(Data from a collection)

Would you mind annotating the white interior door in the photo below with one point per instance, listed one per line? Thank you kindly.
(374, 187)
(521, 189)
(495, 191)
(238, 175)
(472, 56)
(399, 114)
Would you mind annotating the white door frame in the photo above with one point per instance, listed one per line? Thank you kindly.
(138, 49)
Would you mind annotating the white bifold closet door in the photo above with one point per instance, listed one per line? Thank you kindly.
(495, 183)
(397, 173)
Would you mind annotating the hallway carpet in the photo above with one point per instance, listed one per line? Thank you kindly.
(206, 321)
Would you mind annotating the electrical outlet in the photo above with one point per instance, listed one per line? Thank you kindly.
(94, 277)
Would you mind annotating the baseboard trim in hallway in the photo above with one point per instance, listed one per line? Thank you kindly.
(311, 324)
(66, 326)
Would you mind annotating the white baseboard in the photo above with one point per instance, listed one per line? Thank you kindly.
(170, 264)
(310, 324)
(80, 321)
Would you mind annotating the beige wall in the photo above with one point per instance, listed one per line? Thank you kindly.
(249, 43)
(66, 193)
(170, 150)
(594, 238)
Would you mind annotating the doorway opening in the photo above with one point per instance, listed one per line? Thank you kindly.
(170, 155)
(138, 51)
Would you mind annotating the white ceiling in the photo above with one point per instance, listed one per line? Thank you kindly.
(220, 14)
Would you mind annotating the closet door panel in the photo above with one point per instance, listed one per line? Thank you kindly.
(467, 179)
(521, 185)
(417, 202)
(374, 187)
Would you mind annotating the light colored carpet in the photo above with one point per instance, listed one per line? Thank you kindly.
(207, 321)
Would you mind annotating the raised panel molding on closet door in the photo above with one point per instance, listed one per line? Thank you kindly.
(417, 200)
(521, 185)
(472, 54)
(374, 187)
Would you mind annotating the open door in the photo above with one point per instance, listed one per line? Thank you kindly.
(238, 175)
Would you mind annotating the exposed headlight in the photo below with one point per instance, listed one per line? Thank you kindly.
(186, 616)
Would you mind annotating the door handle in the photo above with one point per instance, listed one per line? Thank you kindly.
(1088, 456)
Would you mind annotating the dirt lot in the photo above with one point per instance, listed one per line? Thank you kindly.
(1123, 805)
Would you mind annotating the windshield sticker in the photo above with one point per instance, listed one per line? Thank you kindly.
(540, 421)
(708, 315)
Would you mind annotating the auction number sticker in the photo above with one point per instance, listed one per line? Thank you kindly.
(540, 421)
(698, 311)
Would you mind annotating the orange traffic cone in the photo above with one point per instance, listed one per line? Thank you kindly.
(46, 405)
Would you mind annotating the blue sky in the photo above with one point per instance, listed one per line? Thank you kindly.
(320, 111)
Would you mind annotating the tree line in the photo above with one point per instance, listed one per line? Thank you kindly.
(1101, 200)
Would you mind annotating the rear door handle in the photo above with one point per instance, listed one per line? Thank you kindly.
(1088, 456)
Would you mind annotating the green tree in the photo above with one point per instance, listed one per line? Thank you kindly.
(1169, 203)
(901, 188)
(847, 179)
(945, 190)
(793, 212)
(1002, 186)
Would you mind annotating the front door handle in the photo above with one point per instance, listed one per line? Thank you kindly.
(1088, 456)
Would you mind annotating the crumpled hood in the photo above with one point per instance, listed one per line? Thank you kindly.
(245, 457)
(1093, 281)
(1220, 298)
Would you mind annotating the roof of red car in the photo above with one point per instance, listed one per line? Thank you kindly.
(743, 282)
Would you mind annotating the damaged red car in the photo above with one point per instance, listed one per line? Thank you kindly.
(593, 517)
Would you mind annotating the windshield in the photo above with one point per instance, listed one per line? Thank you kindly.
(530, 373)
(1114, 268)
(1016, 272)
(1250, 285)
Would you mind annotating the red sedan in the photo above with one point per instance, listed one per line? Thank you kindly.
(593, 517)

→ **What the task requires**
Rename "windshield" to "windscreen" in the data, starting with the line that contains "Would you mind annotating the windshield in" and going on through the end of the data. Give only those lines, with everything else left unchanged.

→ **Output of the exercise**
Would you mind annotating the windscreen in the photo above with one point per instance, listed one per line? Thank you kindly.
(530, 373)
(1114, 268)
(1016, 272)
(1250, 285)
Would you mind annotating the red sedan in the photo above with one point per instance, listed one per line? Thank you kindly.
(593, 517)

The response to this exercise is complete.